Your instructions: Return each line of the items below that contains the string "grass". Case counts.
*** Stored rows ***
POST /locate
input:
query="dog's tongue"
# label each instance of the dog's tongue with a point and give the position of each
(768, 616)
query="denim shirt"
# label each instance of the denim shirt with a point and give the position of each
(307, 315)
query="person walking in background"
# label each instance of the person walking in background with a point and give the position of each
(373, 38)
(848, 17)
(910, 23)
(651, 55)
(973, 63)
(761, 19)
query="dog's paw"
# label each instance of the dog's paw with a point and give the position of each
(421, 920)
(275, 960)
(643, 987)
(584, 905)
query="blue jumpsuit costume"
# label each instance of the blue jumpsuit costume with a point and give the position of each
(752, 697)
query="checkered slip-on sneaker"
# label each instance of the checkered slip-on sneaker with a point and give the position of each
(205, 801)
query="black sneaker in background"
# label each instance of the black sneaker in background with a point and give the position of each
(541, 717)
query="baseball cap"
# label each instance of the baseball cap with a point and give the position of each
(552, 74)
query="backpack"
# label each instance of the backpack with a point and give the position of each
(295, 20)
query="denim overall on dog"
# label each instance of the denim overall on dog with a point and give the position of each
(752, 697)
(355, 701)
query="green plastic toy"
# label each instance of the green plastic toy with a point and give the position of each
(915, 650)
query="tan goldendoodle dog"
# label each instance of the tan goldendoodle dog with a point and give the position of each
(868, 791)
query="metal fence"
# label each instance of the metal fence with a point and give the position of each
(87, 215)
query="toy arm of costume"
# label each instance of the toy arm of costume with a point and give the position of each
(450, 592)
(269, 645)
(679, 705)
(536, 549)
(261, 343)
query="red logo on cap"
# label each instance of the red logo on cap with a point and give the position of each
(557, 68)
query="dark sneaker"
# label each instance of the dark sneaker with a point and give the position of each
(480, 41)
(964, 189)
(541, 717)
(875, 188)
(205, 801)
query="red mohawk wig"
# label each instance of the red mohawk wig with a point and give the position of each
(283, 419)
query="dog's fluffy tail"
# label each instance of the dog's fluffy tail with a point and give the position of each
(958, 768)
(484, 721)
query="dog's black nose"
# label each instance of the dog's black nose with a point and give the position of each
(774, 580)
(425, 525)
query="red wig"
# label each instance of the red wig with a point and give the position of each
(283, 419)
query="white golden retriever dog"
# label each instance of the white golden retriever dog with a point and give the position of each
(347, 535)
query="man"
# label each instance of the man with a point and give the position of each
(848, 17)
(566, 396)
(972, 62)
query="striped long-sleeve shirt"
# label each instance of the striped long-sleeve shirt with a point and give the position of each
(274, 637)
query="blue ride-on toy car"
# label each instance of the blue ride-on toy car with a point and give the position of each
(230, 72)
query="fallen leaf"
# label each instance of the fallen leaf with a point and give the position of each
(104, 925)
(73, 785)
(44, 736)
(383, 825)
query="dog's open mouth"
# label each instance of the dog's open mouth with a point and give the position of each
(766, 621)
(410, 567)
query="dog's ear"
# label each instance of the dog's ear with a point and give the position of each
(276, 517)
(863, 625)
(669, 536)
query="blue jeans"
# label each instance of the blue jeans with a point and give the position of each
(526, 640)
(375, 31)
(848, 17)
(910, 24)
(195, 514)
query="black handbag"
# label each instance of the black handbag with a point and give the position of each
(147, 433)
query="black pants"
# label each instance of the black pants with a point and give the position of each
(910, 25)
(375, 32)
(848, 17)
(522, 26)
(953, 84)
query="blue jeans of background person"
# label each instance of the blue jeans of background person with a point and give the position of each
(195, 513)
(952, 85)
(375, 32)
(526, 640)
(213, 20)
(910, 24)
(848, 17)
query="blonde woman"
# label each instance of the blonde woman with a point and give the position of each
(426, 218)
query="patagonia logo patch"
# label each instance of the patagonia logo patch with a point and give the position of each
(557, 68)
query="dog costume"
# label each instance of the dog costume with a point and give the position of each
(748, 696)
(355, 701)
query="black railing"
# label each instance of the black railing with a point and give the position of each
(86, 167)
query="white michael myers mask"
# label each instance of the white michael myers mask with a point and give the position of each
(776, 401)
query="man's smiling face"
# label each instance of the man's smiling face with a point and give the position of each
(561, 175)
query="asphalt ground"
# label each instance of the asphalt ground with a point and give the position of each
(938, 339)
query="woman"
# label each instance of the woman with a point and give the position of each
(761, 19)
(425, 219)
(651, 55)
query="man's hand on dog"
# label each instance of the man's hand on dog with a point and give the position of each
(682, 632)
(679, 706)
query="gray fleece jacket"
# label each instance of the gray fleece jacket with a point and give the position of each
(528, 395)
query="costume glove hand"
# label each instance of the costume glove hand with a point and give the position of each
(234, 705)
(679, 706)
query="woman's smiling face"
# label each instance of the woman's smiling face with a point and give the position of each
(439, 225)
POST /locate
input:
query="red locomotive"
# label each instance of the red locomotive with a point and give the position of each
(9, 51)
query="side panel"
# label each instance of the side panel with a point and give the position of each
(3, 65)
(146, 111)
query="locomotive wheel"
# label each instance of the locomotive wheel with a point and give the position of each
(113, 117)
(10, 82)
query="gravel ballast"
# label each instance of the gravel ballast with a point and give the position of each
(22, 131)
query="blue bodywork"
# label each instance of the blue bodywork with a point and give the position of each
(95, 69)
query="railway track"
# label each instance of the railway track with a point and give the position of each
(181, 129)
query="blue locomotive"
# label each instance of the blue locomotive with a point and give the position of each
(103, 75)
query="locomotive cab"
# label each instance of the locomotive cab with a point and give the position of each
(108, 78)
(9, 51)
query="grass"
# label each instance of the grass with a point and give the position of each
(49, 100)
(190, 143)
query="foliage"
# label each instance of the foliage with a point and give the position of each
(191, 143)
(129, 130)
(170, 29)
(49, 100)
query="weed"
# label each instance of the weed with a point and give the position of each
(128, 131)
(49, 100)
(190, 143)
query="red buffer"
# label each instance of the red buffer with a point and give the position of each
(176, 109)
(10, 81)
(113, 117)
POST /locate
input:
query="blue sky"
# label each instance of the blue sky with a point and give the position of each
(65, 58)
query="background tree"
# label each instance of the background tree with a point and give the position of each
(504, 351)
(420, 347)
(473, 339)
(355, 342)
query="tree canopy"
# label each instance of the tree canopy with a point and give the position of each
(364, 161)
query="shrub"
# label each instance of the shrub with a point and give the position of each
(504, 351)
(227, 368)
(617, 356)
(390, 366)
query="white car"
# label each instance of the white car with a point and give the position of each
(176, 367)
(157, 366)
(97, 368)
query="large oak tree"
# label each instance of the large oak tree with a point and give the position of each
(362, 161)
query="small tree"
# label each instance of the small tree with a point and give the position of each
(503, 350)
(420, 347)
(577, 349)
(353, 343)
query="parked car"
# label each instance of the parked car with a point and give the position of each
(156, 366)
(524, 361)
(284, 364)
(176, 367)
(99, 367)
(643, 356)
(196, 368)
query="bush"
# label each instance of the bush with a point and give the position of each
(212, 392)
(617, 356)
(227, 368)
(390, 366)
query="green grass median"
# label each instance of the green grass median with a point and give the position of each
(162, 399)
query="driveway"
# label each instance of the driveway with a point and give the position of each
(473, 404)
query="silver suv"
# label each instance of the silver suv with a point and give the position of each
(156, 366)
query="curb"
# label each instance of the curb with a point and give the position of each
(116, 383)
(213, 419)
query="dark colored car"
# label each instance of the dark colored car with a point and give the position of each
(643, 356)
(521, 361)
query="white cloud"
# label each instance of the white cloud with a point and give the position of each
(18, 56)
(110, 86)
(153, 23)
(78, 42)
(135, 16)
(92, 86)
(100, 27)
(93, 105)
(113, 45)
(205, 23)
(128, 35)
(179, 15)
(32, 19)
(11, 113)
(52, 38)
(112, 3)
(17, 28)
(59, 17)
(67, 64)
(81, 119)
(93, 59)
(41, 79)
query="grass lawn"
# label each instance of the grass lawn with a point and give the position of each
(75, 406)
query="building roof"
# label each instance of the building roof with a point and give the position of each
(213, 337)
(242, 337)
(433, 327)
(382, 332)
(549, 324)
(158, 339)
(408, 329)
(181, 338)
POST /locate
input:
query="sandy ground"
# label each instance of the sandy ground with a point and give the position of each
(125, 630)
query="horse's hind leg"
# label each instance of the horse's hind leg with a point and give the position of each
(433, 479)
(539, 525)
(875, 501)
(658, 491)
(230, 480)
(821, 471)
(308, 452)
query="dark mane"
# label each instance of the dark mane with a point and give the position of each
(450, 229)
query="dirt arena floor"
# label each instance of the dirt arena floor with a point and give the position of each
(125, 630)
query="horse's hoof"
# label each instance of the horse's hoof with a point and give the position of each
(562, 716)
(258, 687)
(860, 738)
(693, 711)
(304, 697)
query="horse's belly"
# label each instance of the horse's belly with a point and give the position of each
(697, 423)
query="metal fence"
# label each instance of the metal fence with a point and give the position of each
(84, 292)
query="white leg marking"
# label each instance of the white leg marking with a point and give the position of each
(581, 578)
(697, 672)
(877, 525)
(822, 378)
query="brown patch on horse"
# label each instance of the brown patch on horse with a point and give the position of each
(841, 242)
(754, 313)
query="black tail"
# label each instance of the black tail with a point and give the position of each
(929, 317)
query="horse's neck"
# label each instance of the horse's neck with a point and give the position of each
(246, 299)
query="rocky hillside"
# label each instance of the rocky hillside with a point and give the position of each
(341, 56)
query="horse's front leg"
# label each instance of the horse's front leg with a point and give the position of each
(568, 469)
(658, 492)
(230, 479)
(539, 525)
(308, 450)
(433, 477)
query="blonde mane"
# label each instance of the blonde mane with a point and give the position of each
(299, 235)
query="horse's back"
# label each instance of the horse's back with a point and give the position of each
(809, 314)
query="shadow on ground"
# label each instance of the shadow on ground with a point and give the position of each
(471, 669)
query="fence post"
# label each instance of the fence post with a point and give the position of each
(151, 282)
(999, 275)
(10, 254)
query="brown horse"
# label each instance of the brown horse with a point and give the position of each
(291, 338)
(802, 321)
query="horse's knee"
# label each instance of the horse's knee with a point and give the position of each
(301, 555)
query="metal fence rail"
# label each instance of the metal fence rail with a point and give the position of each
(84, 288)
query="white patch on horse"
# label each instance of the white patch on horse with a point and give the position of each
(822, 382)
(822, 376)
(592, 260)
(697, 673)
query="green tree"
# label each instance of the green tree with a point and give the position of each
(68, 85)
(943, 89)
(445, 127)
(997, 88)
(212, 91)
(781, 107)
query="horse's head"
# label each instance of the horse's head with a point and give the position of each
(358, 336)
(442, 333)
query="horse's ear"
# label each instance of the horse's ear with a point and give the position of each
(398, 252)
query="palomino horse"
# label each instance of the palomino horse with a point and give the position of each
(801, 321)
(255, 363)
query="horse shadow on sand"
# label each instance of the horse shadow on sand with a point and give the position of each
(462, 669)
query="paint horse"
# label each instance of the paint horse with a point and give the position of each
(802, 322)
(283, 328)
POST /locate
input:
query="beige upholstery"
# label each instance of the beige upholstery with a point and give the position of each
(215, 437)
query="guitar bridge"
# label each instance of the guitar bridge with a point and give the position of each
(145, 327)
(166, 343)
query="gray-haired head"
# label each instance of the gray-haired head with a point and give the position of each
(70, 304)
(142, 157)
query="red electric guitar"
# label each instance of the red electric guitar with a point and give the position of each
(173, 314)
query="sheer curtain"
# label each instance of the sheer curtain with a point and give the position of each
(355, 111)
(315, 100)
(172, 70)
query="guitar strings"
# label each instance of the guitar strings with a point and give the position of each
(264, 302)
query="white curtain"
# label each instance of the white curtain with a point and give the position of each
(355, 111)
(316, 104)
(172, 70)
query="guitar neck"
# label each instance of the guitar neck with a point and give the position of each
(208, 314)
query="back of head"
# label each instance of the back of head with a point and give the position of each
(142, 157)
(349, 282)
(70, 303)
***
Exercise answer:
query="grass"
# label each instance of the grass with a point and give the position of each
query="green grass median"
# label each instance of the green grass median with a point and give the position of each
query="grass lawn"
# label each instance of the grass lawn with a point and give the position of each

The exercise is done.